[A run of items]
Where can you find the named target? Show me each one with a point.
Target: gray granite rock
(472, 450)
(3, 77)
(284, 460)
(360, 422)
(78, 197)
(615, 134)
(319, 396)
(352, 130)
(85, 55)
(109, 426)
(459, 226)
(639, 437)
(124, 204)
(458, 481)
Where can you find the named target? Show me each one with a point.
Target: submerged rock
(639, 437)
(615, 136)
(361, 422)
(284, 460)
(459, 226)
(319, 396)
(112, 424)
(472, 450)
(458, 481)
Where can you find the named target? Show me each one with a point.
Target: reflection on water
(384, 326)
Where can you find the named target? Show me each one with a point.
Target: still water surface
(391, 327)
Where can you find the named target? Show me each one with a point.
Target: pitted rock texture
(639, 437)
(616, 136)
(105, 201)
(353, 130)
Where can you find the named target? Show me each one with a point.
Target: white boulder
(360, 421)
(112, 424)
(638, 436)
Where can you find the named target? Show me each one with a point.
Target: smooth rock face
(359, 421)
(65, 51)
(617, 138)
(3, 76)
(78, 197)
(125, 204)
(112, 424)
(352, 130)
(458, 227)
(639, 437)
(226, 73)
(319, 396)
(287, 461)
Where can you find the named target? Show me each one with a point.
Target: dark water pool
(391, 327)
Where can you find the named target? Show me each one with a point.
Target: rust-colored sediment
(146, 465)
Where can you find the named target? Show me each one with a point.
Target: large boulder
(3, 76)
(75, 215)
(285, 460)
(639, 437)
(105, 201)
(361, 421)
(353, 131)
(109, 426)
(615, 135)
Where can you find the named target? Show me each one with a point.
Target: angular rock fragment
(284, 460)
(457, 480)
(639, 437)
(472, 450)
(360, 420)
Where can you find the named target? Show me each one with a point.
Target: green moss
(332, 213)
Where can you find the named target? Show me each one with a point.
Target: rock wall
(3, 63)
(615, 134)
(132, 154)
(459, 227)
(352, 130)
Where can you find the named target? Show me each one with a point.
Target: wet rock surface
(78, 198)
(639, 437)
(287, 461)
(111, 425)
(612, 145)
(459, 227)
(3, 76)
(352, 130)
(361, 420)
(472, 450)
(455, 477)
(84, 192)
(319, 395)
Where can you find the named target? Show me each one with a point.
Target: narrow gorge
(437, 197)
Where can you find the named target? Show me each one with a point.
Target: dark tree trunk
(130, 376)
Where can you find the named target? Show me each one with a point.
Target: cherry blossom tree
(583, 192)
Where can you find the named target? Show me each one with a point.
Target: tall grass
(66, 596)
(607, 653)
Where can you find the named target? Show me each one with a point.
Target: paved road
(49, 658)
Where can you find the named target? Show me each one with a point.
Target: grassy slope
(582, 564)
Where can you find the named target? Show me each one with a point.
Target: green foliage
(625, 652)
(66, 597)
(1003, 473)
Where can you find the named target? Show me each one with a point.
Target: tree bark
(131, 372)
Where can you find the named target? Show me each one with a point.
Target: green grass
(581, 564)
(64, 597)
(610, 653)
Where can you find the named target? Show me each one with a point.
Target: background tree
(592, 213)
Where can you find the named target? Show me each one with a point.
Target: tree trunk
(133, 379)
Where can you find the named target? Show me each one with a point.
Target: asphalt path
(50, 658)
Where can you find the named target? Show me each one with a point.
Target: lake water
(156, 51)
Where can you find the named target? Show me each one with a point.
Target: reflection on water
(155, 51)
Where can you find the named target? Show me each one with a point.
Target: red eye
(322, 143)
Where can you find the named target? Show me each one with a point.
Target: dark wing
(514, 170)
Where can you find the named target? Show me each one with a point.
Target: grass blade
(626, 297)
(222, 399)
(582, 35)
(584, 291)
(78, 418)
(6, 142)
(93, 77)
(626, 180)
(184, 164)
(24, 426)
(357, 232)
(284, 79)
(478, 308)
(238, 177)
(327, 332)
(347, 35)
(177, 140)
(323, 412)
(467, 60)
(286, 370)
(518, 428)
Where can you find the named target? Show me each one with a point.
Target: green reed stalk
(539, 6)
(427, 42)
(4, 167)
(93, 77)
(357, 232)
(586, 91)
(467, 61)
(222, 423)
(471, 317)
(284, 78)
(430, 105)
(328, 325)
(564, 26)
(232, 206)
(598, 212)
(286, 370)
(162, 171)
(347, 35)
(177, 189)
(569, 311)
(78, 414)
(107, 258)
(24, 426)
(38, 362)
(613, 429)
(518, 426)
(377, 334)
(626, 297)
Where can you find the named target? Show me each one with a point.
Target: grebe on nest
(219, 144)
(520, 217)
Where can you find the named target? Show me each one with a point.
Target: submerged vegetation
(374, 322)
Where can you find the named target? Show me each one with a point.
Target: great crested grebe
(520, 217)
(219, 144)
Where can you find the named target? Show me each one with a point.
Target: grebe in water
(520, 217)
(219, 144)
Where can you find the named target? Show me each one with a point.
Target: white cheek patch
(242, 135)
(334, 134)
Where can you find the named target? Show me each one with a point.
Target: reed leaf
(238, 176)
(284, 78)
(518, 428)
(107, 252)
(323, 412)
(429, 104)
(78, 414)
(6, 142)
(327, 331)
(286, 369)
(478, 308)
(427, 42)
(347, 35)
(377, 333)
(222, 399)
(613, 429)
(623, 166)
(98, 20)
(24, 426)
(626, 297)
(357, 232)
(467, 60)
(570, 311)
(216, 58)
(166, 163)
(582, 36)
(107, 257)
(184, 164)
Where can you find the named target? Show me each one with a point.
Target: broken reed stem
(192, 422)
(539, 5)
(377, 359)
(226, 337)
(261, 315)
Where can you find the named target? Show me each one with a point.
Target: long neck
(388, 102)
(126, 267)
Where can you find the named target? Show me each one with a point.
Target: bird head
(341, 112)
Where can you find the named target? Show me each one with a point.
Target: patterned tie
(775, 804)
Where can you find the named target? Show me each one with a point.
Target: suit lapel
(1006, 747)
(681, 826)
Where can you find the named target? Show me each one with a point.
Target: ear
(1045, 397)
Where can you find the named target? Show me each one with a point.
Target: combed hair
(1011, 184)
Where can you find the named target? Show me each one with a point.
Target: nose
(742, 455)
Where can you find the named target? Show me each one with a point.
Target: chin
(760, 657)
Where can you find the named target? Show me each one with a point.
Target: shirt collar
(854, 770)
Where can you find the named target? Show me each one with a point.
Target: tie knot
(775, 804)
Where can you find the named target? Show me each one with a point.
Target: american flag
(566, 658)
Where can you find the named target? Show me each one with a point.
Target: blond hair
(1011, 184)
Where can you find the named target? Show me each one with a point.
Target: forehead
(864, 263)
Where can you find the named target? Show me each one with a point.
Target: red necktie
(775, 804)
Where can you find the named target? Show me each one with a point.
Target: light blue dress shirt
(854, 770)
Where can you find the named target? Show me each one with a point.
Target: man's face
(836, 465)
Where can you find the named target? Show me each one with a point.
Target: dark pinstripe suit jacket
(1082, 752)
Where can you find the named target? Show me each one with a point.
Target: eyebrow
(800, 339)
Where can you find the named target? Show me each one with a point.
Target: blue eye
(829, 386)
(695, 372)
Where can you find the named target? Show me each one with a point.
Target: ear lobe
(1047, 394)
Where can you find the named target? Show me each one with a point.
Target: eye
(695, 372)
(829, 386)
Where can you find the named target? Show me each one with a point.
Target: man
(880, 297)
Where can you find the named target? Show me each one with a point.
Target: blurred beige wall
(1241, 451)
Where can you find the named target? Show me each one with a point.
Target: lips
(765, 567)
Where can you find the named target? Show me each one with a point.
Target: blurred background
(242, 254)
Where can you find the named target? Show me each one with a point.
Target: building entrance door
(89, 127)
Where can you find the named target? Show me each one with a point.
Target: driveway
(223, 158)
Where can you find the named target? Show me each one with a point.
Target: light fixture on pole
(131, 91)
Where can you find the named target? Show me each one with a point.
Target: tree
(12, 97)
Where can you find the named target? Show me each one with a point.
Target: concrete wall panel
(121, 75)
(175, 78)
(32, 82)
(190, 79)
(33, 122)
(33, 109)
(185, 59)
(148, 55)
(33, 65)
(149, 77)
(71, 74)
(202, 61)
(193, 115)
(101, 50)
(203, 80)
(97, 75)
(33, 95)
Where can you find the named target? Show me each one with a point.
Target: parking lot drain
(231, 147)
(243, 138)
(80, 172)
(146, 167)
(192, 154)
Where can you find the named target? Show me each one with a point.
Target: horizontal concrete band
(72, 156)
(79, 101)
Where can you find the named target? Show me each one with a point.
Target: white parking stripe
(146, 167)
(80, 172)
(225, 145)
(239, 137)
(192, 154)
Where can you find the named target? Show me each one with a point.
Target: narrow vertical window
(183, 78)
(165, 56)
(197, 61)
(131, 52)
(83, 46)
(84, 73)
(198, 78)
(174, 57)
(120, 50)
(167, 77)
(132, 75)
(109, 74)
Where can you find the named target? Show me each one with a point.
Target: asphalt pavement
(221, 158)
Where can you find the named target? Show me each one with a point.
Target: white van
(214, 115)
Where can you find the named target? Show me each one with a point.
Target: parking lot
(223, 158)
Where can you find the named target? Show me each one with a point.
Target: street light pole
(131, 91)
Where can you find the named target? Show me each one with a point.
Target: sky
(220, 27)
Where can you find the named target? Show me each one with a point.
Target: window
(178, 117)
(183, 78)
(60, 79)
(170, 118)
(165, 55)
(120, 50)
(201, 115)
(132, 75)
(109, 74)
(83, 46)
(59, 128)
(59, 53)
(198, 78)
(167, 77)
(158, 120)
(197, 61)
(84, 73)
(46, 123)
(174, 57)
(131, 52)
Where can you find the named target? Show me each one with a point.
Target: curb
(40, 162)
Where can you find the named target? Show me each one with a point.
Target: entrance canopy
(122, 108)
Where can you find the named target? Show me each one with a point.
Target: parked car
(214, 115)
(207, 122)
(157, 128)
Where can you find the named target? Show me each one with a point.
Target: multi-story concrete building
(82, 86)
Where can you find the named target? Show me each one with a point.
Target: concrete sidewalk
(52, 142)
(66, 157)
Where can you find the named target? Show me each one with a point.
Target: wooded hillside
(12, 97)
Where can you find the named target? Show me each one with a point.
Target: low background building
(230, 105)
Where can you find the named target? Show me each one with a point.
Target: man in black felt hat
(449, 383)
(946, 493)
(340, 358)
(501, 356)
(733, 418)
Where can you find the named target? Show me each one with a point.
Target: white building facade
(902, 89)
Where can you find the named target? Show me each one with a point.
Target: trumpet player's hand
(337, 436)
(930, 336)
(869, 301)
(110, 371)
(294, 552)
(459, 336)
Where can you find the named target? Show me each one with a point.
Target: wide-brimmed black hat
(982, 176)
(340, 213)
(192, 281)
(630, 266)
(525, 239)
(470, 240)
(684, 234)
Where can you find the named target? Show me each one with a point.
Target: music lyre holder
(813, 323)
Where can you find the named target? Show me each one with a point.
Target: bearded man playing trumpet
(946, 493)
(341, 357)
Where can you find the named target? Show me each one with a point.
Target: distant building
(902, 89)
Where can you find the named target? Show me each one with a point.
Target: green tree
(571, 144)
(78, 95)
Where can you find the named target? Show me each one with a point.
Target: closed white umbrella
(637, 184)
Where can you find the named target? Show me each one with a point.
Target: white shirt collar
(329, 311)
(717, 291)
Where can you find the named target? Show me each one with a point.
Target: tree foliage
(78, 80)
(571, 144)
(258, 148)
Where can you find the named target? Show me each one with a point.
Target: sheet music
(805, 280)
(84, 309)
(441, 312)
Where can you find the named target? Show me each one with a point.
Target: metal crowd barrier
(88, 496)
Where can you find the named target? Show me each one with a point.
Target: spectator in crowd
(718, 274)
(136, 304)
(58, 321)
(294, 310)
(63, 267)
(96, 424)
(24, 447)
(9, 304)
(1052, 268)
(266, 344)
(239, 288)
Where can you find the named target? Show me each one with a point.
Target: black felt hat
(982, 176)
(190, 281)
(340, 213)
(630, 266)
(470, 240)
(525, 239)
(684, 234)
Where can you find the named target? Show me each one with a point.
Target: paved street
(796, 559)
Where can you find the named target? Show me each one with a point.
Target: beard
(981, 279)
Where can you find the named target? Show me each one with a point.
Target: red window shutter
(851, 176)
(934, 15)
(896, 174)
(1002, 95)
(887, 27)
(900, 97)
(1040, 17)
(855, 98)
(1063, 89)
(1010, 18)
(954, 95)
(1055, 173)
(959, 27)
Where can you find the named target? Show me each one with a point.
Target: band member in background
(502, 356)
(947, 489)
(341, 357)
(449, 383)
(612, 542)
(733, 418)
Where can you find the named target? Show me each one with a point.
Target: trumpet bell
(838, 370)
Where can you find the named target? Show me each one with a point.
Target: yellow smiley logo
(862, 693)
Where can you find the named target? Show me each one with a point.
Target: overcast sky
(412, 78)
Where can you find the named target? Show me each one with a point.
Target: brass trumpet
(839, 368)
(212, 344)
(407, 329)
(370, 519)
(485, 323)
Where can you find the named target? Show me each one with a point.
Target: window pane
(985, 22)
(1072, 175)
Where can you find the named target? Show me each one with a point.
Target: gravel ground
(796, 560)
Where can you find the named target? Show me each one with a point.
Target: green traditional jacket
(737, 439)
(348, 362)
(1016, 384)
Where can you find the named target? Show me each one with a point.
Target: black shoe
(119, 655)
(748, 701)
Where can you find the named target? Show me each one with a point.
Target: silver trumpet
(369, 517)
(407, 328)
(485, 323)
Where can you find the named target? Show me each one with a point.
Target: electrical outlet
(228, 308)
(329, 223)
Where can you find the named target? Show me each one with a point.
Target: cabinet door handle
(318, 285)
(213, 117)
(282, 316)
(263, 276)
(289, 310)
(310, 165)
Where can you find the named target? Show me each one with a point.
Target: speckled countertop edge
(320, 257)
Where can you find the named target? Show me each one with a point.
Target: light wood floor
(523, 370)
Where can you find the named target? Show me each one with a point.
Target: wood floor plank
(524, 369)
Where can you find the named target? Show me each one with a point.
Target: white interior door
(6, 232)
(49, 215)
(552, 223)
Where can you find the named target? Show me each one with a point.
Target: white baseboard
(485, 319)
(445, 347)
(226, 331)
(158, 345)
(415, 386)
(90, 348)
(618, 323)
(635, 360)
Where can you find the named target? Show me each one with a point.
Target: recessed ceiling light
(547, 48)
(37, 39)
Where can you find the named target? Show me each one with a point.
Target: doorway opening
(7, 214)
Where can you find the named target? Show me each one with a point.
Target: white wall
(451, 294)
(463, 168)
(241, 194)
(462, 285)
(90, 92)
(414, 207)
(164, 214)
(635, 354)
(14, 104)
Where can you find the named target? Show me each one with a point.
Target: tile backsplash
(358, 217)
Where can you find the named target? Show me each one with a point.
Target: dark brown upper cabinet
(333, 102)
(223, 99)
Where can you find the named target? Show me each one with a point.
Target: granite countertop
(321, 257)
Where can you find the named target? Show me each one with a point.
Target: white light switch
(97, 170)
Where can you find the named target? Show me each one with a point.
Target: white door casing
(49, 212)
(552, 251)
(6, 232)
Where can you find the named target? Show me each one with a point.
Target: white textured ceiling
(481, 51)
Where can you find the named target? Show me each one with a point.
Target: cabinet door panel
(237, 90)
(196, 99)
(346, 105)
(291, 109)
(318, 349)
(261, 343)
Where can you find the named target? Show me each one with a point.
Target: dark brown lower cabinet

● REQUIREMENTS
How many lines in the items above contain the string "music"? Case counts. Reply with the number alone.

● RESULT OF THIS TASK
2